> **Terapkan Bacaan Anda**:
[1] Menurut teks tentang pembentukan karakter siswa, apa kendala yang kerap terjadi dalam proses pembentukan karakter siswa?
[2] Tulislah lanjutan teks tentang pembentukan karakter siswa, dimulai setelah kalimat terakhirnya.

Agar dapat membangun karakter anak didik maka guru wajib menanamkan nilai-nilai karakter melalui pemahaman atau pengetahuan sehingga dapat menumbuhkan keyakinan anak didik untuk berkarakter yang baik, serta membimbing dan memantau anak didik dalam proses merealisasikan karakter tersebut. Hal lain yang juga krusial merupakan guru pun wajib berperilaku dan menjadi contoh sebagaimana nilai-nilai yg diajarkannya kepada siswa. Dengan demikian akan melahirkan pencerahan dan kesadaran dari dalam diri siswa. Dengan pencerahan dan kesadaran itu, maka siswa akan tetap akan berkarakter yang baik meskipun tidak lagi dipantau oleh sang guru, dan bisa menahan diri dari banyak sekali hal negatif yang terdapat dalam lingkungan (Wally, M. 2022).

Menurut Budimansyah (2010, hlm. 2) bahwa: "Walaupun sudah diselenggarakan melalui berbagai upaya, pembangunan karakter bangsa belum terlaksana secara optimal dan pengaruhnya terhadap pembentukan karakter baik (good character) warga negara belum cukup signifikan". Hal ini didukung dengan hasil penelitian Chou, Tu and Huang (2013, hlm. 62) yang menyatakan bahwa "Morality and character is one of the most important tenets of education". Lebih lanjut Chou et al (2013, hlm. 62) menjelaskan bahwa guru sebaiknya melakukan refleksi terhadap hasil yang diperoleh siswa dari setiap pembelajaran yang berhubungan dengan pembentukan karakter di sekolah (Bahrudin, M. D. F. 2017).

Kendala yang kerap terjadi dalam proses pembentukan karakter siswa diantaranya yaitu masih banyak siswa ditemukan sering melanggar peraturan dan tata tertib sekolah. Hal ini terjadi disebabkan karenanya kurangnya kepedulian sebagian guru dalam penanganan pelanggaran tersebut,  sehingga  pembentukan  perilaku  siswa  yang  berkarakter  belum maksimal. Masih banyak siswa yang menganggap peraturan sekolah dan tata tertib itu tidak penting dan sering diabaikan. Di sisi lain, masih sering juga ditemukan guru yang cuek dan kurang memperhatikan perilaku siswa yang suka melanggar tata tertib dan peraturan di sekolah. Hal tersebut menimbulkan kesan adanya pembiaran dan masih minimnya upaya guru untuk meluruskan kesalahan siswa tersebut (Solihuddin, M. 2013).

> **Data yang Diberikan**:
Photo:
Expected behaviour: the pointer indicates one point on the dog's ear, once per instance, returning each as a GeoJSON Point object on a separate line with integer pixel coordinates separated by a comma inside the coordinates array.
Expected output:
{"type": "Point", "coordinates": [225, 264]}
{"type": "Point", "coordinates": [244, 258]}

> **Jawaban Setiap Tugas**:
[1] Masih banyak siswa yang sering melanggar peraturan dan tata tertib sekolah.

[2]
Hambatan lain yang juga sering ditemukan dalam proses pembentukan karakter siswa yaitu kurangnya ruang gerak guru untuk memantau dan mengontrol perilaku siswa di luar sekolah. Acap kali kita jumpai siswa berpikir bahwa apabila telah di luar sekolah maka peraturan dan tata tertib sekolah tidak lagi berlaku sehingga mendorong siswa melakukan hal-hal negatif, sebagai contoh seperti ketika pandemic Covid-19 yang mengharuskan siswa melakukan Pembelajaran Jarak Jauh (PJJ), banyak sekali kita temukan siswa yang pergi ke warnet dan bermain game online ketika jam pelajaran PJJ berlangsung. Karena guru tidak dapat memantau secara langsung membuat siswa menjadi merasa bebas untuk melanggar peraturan sekolah. Hal tersebut menjadi hambatan untuk guru membentuk sikap disiplin dan bertanggung jawab pada diri siswa. Selain itu, seringkali juga siswa melakukan kecurangan ketika melakukan ujian secara daring di rumah. Hal ini terjadi lagi-lagi tidak adanya kontrol secara langsung dari guru sehingga mendorong siswa melakukan perilaku buruk tersebut. Perilaku tersebut menjadi kendala guru untuk membentuk sikap kejujuran siswa (Sabrina, U., Ardianti, S. D., & Ermawati, D. 2021).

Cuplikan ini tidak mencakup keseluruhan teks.